DOCUMENT SEGMENT -
--- START ---

Personal life and mental health took a hit. I didn’t exercise for months. One time I stealthily escaped work to get a haircut because I couldn’t find the time and was fed up. My weight gained too with all the stress eating. 

When it became apparent even to the most stubborn stakeholder that failure was imminent, management tried to add more developers to help me. I had asked for that up front with my estimates but they ignored it. Gotta tough it out! I had to explain that adding more developers to this project at this time would simply make the project later. The overhead of bringing someone up to speed with such a complex project was too time consuming. With the deadline approaching it was too late – that ship had sailed. As a former Defense Secretary famously said:

“You go to war with the army you have, not the army you might want or wish to have at a later time.

--- END ---

THINGS TO DO -
• 1. In the account of the overdue project, what did the writer once sneak out of work to do?
• 2. Please write what comes next in the account of the overdue project, picking up after its final sentence.

EXERCISE DATA -
--- START ---

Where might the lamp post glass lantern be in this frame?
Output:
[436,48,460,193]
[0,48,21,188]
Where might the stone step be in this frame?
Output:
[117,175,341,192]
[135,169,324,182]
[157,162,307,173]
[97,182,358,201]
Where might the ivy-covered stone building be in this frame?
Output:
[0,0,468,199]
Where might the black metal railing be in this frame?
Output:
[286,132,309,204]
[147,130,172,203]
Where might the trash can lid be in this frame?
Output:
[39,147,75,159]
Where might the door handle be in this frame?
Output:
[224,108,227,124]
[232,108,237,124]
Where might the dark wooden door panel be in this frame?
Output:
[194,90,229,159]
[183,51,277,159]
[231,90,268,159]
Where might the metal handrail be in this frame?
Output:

--- END ---

RESPONSES -
• 1. Get a haircut.

• 2.
How I Overcame

Ultimately I threw out all of the previous development and rewrote thousands of lines of code to replace it. The project had 3 weeks until the deadline or we would get fined. I fought analysts with test cases so I knew that my code worked to specification. It was hard to spell out and not easily understandable but I made it an ultimatum – you either provide me some test cases so I can evaluate against requirements and code or I’m through.

I threatened the project manager to back off and let me work. My manager helped some but was powerless. Fights were a daily occurrence. Since I always felt under attack – and defending wasn’t working – I had to be aggressive and go on the offensive. Sounds crazy but it kept my sanity and got it done.

The project was estimated to take 3 months – we somehow got it done in 9 months with a lot of fallout. Honestly – they were lucky it got done and was the least bit useful.

Post Death March Project Analysis

Every project should have some post game analysis. What went right and wrong? Are there things we can improve next time? What pitfalls must we avoid? Who is invaluable and who is dead weight?

The Concept of Triage

Triage
Image attribution and license

The same concept applied to causalities by battlefield medics can be applied here. You need to sort through what is absolutely necessary, what cannot be saved / fixed, etc. Working on 1 thing at a time gets things done. I had to forcibly demand one task at a time and work it to completion – kicking and screaming. 

My Resolution?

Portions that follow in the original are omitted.